◆ Record extracts:
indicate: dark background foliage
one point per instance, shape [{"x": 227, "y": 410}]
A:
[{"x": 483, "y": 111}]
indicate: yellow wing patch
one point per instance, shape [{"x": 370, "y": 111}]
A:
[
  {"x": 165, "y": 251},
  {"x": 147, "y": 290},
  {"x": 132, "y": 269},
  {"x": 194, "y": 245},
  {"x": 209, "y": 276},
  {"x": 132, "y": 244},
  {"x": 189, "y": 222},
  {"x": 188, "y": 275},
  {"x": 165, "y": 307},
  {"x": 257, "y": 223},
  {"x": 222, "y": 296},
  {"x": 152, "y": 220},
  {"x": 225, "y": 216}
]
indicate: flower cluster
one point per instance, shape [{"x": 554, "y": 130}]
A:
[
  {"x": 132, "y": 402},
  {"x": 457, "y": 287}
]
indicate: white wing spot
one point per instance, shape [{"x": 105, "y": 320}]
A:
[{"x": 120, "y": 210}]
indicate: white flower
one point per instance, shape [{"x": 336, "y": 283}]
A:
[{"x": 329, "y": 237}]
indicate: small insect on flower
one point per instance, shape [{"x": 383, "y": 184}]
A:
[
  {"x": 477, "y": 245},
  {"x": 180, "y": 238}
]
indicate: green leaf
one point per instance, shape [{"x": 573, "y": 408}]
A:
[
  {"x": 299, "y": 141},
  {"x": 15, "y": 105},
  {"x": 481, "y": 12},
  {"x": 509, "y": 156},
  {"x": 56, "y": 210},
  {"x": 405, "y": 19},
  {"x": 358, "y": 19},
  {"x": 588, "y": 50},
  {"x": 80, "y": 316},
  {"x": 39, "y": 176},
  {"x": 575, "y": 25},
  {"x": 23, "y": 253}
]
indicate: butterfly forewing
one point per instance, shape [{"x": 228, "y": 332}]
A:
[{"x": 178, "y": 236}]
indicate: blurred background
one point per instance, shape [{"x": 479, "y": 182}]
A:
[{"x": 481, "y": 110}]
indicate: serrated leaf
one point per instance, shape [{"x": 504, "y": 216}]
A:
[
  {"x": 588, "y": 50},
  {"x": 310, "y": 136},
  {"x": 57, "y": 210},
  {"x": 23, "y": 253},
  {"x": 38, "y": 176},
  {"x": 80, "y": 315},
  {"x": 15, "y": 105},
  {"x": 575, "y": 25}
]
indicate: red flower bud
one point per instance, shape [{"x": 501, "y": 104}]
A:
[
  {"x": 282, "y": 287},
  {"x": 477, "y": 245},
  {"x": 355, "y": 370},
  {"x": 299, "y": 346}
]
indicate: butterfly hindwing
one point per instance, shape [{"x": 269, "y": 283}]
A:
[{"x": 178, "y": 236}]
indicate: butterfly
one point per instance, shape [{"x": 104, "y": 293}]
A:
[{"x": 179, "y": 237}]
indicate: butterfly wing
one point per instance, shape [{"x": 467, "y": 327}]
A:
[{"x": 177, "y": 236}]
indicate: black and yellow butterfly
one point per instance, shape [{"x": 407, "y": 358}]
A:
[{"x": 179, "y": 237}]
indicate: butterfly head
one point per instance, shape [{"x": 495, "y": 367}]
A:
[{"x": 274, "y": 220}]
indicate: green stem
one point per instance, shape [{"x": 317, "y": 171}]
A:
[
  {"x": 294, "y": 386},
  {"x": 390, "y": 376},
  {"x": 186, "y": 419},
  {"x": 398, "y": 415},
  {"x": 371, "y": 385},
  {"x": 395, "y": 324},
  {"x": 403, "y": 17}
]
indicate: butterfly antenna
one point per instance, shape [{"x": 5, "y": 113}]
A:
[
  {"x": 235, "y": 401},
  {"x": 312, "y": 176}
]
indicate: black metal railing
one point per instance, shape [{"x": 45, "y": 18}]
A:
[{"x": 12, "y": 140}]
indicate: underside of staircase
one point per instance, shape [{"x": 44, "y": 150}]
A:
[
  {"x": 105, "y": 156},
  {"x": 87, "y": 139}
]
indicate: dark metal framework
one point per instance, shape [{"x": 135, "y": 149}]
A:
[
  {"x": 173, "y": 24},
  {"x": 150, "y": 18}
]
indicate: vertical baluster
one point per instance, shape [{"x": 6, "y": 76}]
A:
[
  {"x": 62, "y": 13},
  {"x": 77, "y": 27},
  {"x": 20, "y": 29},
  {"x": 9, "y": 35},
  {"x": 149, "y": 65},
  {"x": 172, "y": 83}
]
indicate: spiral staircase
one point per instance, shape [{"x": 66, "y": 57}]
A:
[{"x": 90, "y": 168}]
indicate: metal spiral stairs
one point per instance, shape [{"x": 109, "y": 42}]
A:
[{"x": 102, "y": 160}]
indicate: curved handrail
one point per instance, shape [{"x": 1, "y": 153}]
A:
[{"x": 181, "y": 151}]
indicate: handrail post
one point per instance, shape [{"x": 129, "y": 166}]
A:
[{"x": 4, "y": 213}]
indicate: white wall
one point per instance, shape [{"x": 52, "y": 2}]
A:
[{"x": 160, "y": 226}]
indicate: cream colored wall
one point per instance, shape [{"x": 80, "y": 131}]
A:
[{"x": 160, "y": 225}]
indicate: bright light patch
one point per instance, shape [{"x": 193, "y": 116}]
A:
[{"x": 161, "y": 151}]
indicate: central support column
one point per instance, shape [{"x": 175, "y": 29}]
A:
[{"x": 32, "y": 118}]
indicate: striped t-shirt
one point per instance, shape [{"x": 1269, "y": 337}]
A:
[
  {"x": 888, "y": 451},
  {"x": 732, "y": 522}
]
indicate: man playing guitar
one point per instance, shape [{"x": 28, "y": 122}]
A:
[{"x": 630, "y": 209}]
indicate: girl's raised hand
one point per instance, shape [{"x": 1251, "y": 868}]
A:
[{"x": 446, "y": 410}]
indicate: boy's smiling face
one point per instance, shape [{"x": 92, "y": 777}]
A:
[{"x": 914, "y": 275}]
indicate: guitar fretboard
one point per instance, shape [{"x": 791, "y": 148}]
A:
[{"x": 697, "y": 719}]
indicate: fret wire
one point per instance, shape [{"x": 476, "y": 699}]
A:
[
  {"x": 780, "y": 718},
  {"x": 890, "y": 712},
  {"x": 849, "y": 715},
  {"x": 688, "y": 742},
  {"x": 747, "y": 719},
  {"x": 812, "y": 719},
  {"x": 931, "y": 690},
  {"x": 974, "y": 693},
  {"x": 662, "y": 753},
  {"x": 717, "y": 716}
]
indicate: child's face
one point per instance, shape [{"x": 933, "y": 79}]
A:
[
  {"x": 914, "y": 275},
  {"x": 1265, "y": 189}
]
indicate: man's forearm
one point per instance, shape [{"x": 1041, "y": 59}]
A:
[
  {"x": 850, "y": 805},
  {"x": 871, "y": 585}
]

◆ What is asked: From the line that contains "indicate: guitar fretboard" down to the last line of the listing above, repeat each line exactly, and include nothing else.

◆ Result of this exercise:
indicate: guitar fretboard
one point per instance, shape [{"x": 791, "y": 148}]
A:
[{"x": 697, "y": 719}]
indicate: fret wire
one point per instance, shape [{"x": 476, "y": 699}]
A:
[
  {"x": 780, "y": 718},
  {"x": 890, "y": 712},
  {"x": 849, "y": 715},
  {"x": 688, "y": 742},
  {"x": 747, "y": 719},
  {"x": 812, "y": 719},
  {"x": 931, "y": 690},
  {"x": 974, "y": 693},
  {"x": 662, "y": 753},
  {"x": 717, "y": 716}
]
indicate: child's face
one point per instance, shape [{"x": 933, "y": 79}]
A:
[
  {"x": 914, "y": 275},
  {"x": 1265, "y": 189}
]
indicate: man's forearm
one point per instance, shape [{"x": 1041, "y": 59}]
A:
[
  {"x": 850, "y": 805},
  {"x": 871, "y": 585}
]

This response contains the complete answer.